# TASK TO CARRY OUT
Can you reproduce, word for word, the stretch of entries from the line containing "Find the plaid" through the line containing "x=166, y=142", including both of those lines?

[begin DATA SUPPLIED]

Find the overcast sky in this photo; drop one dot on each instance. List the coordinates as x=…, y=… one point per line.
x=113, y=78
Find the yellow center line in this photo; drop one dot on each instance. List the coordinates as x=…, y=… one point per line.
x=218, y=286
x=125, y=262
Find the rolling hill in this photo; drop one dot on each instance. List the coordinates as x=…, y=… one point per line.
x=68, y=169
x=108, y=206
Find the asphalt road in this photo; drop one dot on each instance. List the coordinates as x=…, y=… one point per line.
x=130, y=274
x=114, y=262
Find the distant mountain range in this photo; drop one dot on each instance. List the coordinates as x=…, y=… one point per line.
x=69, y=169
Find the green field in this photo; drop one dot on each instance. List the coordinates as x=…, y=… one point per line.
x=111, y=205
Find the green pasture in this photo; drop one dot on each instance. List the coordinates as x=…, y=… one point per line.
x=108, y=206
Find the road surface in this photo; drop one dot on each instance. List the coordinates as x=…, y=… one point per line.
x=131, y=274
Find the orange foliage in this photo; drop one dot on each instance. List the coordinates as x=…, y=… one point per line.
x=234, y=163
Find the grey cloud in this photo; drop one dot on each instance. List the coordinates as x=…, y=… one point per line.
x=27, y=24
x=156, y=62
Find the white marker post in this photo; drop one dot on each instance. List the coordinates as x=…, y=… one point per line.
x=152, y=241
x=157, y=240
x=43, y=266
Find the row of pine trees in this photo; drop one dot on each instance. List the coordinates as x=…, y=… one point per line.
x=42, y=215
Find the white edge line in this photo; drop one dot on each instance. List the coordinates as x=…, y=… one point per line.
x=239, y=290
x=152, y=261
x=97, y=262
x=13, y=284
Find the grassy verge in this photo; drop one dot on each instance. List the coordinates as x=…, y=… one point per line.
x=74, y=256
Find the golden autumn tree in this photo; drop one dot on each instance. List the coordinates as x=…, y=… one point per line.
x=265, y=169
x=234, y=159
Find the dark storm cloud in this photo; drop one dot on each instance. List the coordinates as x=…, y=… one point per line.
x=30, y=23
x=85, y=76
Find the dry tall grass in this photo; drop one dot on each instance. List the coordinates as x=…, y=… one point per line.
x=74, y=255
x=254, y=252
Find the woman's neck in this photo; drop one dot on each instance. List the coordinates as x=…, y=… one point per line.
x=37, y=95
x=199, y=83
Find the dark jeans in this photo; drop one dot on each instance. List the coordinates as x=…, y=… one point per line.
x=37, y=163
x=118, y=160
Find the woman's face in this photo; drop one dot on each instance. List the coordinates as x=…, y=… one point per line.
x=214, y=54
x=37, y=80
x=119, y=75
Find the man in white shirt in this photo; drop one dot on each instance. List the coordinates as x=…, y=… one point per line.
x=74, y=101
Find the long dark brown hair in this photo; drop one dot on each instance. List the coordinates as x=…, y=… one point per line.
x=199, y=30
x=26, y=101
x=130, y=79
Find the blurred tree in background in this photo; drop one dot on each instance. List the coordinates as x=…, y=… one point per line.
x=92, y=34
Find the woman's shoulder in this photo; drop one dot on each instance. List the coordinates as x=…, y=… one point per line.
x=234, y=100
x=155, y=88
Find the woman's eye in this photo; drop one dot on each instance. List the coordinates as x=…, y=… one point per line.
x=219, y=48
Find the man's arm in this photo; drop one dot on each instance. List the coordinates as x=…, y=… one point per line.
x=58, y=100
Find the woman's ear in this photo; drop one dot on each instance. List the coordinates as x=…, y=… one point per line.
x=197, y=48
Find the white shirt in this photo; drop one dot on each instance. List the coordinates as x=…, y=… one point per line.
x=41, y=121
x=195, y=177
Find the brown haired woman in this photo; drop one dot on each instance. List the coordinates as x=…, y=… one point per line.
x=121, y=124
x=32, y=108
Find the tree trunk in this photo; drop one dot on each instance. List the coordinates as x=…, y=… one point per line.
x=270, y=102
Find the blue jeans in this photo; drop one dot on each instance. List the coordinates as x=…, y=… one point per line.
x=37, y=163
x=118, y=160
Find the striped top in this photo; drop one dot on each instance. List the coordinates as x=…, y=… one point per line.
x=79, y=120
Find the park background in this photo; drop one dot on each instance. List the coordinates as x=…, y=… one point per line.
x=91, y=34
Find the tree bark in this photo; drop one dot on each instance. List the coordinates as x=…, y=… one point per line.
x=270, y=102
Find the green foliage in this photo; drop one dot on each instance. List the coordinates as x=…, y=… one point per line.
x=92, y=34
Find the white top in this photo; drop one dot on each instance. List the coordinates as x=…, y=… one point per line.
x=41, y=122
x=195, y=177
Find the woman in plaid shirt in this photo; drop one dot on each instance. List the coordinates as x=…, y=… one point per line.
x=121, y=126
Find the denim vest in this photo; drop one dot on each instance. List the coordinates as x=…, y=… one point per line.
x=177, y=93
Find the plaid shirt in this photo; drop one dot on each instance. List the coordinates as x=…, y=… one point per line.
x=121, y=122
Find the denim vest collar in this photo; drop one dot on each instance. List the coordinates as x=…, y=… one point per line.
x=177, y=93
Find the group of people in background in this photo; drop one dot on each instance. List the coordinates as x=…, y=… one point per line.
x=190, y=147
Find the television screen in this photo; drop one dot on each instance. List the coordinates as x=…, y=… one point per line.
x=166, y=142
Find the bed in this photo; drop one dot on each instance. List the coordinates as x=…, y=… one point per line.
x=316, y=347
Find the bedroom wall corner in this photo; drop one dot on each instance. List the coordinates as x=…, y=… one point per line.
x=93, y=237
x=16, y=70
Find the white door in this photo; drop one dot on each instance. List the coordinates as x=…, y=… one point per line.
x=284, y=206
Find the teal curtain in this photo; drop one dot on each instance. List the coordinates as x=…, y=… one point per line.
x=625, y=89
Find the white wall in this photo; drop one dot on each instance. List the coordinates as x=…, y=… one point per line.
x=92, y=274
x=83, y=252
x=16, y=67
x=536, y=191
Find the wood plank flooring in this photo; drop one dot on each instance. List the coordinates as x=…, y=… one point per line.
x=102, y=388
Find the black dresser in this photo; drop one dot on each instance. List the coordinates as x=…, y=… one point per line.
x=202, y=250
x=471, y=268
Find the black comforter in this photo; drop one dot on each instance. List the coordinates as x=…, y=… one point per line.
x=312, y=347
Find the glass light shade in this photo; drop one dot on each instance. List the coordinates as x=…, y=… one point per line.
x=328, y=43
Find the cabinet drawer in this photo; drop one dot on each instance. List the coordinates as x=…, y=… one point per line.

[end DATA SUPPLIED]

# ANSWER FOR THIS EXERCISE
Find the plaid shirt in this photo; drop one dot on each instance. List the coordinates as x=…, y=… one point per line.
x=121, y=122
Find the denim vest collar in this photo; drop one dot on each instance. List the coordinates as x=…, y=… one point per line.
x=177, y=93
Find the group of people in background in this photo; drop one dot on each instance. List the coordinates as x=…, y=… one point per line.
x=190, y=147
Find the television screen in this photo; drop one dot on each instance. List the coordinates as x=…, y=… one point per line.
x=166, y=142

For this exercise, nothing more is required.